Exercise details:
Copy the rows word for word, starting at the line that contains "Object = road curve" and ending with the final line of the rows.

(Entries drawn from a collection)
--------------------------------------------------

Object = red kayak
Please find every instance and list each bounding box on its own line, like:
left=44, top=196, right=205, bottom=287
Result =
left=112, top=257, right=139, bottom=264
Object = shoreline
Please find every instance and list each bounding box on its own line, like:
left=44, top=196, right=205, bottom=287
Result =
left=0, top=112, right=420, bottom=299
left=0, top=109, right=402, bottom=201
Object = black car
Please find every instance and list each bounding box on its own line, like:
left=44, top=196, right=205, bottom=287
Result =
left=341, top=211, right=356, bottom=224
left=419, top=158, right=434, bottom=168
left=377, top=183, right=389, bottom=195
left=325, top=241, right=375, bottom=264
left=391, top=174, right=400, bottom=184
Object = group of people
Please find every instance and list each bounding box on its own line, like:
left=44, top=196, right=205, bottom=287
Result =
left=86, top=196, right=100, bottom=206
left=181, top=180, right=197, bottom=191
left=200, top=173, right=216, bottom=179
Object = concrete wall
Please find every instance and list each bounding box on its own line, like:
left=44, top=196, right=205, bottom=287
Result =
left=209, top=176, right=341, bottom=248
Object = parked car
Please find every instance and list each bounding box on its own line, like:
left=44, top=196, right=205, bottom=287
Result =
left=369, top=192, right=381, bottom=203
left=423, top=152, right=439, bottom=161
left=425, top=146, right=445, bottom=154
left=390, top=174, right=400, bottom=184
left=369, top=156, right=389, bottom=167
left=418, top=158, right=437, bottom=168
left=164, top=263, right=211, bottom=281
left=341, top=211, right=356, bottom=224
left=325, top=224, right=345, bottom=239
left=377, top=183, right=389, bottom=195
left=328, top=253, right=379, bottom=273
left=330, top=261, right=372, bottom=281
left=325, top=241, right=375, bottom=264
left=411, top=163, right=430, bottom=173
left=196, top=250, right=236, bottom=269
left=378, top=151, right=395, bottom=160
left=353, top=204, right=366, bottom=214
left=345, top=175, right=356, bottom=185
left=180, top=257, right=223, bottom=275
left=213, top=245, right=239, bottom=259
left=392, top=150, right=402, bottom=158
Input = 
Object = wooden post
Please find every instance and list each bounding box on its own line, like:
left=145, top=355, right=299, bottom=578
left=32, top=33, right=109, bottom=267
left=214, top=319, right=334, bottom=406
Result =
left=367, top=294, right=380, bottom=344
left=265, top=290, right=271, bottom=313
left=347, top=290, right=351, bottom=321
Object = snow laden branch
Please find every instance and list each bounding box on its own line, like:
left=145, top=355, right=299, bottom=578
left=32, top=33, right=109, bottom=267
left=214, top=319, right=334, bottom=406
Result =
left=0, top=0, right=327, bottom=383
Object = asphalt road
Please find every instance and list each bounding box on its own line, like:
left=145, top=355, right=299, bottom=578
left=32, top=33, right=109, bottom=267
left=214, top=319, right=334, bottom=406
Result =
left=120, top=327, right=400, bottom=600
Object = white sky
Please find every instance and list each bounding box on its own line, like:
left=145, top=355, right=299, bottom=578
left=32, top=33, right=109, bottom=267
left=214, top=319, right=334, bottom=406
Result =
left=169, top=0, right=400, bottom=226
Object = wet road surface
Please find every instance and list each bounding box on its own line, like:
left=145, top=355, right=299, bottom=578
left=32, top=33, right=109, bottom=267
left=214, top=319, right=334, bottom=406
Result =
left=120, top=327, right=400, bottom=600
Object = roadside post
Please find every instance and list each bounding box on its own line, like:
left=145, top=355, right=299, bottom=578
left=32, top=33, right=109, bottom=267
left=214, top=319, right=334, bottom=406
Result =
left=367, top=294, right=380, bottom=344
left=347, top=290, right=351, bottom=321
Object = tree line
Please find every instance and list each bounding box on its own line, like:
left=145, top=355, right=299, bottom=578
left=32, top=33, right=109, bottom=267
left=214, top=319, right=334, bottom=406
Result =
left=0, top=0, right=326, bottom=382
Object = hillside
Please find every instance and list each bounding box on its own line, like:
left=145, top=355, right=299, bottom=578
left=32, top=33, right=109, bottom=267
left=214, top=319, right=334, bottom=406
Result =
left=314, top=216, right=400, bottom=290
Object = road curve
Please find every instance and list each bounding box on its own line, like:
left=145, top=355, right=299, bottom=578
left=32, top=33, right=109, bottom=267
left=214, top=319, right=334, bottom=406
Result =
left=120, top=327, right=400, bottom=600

--------------------------------------------------

Result for this exercise:
Object = road curve
Please find every instance and list each bounding box on its own line, like:
left=145, top=355, right=299, bottom=578
left=32, top=33, right=109, bottom=267
left=214, top=319, right=334, bottom=406
Result =
left=120, top=327, right=400, bottom=600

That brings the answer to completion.